» **Selected passage**
+===+
I have had so much drugery (signing Bills &c.) to do, that I have not had opportunity to write to any of our Friends at the Congress, & have supposed you wou’d receive from the Officers very frequent accounts of our public affairs; this will not excuse the Comtee. of Court for their neglect, but we have been overwhelmed with business, & that may be some excuse.

The affair of Petre, does not succeed to our wishes; but we go on making experiments, & hope we shall get into the best method: at Connecticutt they succeed better, as we are told, & a Comtee. is going thither to obtain all the knowlede they have. At Newbury, as I hear, they are seting up large works, under the direction of Mr. Peck, who has made some very good Petre.

Mr. G— has no appointment yet, which will provide for a Family, but I hope some opening will soon appear for his advantage; he has certainly exerted himself much, & deserves to be noticed.

Just now one Mr. Phips of Sherburne brot. about 1/2 Peck Petre, made by himself; says that there is much labour attending the Process, but no other difficulty attending it; & speaks very encourageing of the Manufr.1 Also just now passed a Resolve for 7/ Lmo. per lb.2 ‘till June next, for all the S P made in the Colony. Phipp’s S P is not refined, & is said to appear better than any other that has been inspected, but it snaps too much: However, according to Doctr. Shaw,3 the refining is a plain simple process, & the common salt seperates from the S P in the Operation. Shaw speaks from experimts. made by himself abt. the year 1733.
+===+
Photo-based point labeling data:
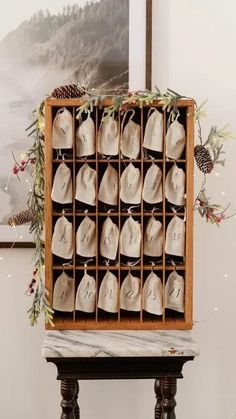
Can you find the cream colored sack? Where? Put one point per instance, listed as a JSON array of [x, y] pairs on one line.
[[175, 140], [86, 238], [109, 239], [174, 293], [130, 185], [108, 298], [108, 137], [153, 137], [86, 294], [152, 187], [130, 293], [62, 130], [152, 295], [62, 185], [63, 293], [175, 186], [62, 240], [153, 238], [175, 237], [86, 185], [130, 238], [108, 189]]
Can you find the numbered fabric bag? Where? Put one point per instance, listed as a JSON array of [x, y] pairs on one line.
[[175, 186], [152, 295], [62, 185], [174, 292], [63, 293], [109, 239], [131, 185], [85, 138], [86, 238], [130, 293], [152, 187], [130, 138], [86, 294], [108, 189], [130, 238], [153, 238], [86, 185], [175, 237], [62, 130], [108, 299], [62, 239], [153, 136], [175, 140], [108, 137]]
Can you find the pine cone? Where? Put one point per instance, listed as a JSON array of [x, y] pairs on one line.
[[203, 159], [69, 91]]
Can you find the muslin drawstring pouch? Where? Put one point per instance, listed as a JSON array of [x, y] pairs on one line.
[[130, 137], [175, 237], [62, 239], [131, 185], [108, 298], [109, 239], [62, 130], [85, 138], [175, 186], [152, 187], [86, 238], [108, 137], [108, 189], [174, 292], [130, 293], [63, 293], [153, 238], [175, 140], [152, 295], [86, 185], [85, 299], [62, 185], [153, 136], [130, 238]]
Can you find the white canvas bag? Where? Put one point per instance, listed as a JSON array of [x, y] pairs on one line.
[[108, 137], [175, 237], [153, 238], [130, 293], [152, 295], [130, 238], [108, 298], [152, 187], [62, 130], [174, 293], [62, 239], [86, 294], [153, 137], [86, 185], [108, 189], [86, 238], [85, 138], [109, 239], [175, 140], [130, 185], [62, 185], [175, 186], [63, 293]]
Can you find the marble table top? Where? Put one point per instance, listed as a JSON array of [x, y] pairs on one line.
[[135, 343]]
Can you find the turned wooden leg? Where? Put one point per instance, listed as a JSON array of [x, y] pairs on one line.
[[68, 392]]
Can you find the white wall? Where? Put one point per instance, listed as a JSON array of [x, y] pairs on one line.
[[195, 54]]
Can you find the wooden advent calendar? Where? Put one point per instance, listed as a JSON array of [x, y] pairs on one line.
[[164, 211]]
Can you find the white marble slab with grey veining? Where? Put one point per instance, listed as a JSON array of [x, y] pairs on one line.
[[91, 343]]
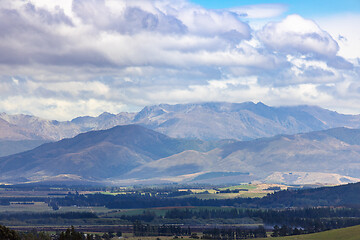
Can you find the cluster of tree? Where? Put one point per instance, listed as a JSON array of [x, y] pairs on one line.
[[309, 219], [346, 195], [29, 215], [9, 234], [140, 229], [290, 216], [313, 226], [69, 234], [146, 216], [234, 233]]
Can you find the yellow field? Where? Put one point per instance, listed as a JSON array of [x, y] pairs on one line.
[[350, 233]]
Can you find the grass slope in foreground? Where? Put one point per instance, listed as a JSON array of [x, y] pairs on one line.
[[349, 233]]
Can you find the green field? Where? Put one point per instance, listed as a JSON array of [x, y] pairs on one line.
[[350, 233]]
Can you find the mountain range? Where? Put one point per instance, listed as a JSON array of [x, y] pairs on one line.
[[134, 154], [203, 121]]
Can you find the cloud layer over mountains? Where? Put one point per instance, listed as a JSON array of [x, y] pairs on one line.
[[64, 58]]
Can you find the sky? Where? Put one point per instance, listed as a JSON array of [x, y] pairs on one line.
[[60, 59]]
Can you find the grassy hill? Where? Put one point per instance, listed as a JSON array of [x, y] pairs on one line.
[[350, 233]]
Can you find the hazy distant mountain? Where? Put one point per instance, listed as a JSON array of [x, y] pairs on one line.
[[21, 132], [324, 153], [241, 121], [95, 155], [133, 153], [205, 121]]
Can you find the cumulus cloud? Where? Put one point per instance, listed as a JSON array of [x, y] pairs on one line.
[[295, 34], [65, 58]]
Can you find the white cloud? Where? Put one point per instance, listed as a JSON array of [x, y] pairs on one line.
[[296, 34], [64, 58], [260, 10]]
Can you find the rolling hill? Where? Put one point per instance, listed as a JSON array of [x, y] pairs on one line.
[[96, 155], [133, 153]]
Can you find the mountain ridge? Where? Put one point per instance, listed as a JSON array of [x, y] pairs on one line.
[[204, 121], [132, 153]]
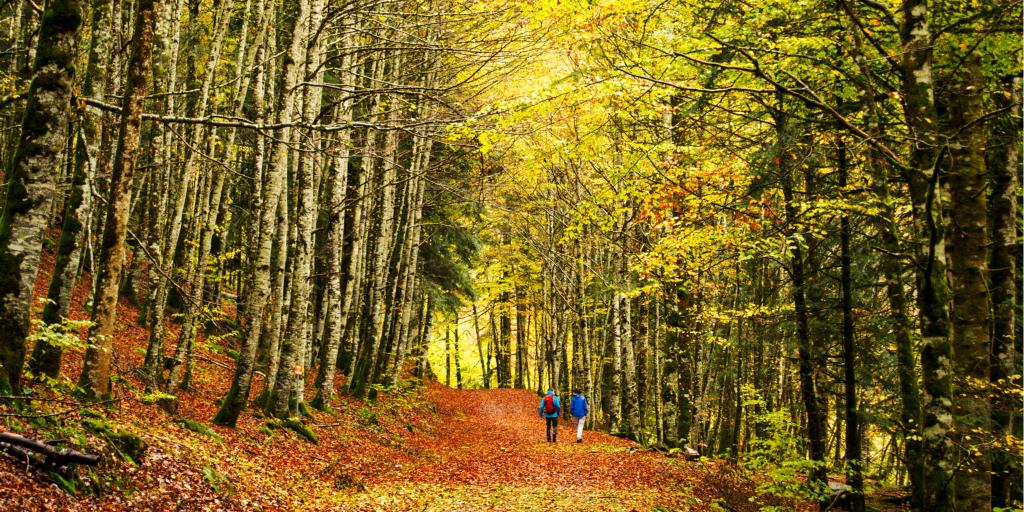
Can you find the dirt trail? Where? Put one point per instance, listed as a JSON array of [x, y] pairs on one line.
[[488, 453]]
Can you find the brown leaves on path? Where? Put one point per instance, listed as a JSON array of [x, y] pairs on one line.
[[489, 453]]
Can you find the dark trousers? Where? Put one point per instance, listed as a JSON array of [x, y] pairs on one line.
[[551, 428]]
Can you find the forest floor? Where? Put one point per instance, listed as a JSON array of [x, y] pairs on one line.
[[424, 446]]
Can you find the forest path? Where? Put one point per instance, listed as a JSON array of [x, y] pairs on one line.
[[488, 453]]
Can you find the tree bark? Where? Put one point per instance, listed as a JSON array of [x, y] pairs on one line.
[[30, 182], [95, 377]]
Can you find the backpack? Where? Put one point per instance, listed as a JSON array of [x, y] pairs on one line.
[[549, 403]]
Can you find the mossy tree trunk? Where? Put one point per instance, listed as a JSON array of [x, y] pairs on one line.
[[95, 377], [31, 180]]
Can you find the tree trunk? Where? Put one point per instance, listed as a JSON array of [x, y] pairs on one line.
[[969, 280], [95, 377], [1004, 166], [854, 462]]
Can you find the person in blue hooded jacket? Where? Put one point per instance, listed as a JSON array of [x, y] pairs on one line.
[[579, 409], [550, 409]]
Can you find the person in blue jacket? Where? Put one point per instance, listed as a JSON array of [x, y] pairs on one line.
[[550, 409], [579, 409]]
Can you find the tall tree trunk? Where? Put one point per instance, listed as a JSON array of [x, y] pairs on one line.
[[969, 280], [258, 292], [817, 478], [934, 296], [45, 356], [1004, 166], [30, 182], [95, 377], [854, 461]]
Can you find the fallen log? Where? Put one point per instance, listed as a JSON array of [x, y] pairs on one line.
[[41, 454]]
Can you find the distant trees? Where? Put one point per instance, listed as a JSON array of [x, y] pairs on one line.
[[267, 187], [774, 220]]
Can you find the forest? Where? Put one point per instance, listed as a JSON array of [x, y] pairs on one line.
[[330, 254]]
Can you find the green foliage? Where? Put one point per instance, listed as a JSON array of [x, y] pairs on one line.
[[367, 416], [219, 481], [64, 335], [130, 446], [778, 455]]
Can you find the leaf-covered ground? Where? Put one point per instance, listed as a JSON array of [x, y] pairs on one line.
[[489, 453], [425, 448]]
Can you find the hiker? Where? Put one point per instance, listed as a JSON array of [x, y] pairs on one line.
[[579, 409], [550, 409]]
+===+
» **Complete the following**
**1)** Which people does the letter about saltpetre name?
**2)** In the letter about saltpetre, around what year did Doctor Shaw make the experiments he speaks from?
**3)** Carry on the letter about saltpetre from its last sentence.

» **Set of answers**
**1)** Mr. Peck, Mr. G—, Mr. Phips of Sherburne, and Doctr. Shaw.

**2)** About the year 1733.

**3)**
I must write a few Lines to our other Friends, & have not time to write much of any matter to any One.

11th. By Our Armed Vessels, Boats, & Wrecks, we have possession of 8 or 10 of the Enemies Cargoes lately. One from Ireland brot us the Budget now sent to the Congress by Mr. Revere; this will probably give you some trouble; but I hope that Your Plan was ripen’d for such an event4; No one can now have any thing to hope or fear from a favourable reception of the Petition last sent: But my hopes now rise in favor of liberty; & it lies with your Congress to set us free, free from a Charter which has been a curse to our Fathers as well as us. I weep, I deeply mourn being seper­107ated from G B, but I think it looks as if we must be forever seperated. If She calls in foreign aid to Shackle us, may not we seek for help, from both God & Man, in such a righteous cause.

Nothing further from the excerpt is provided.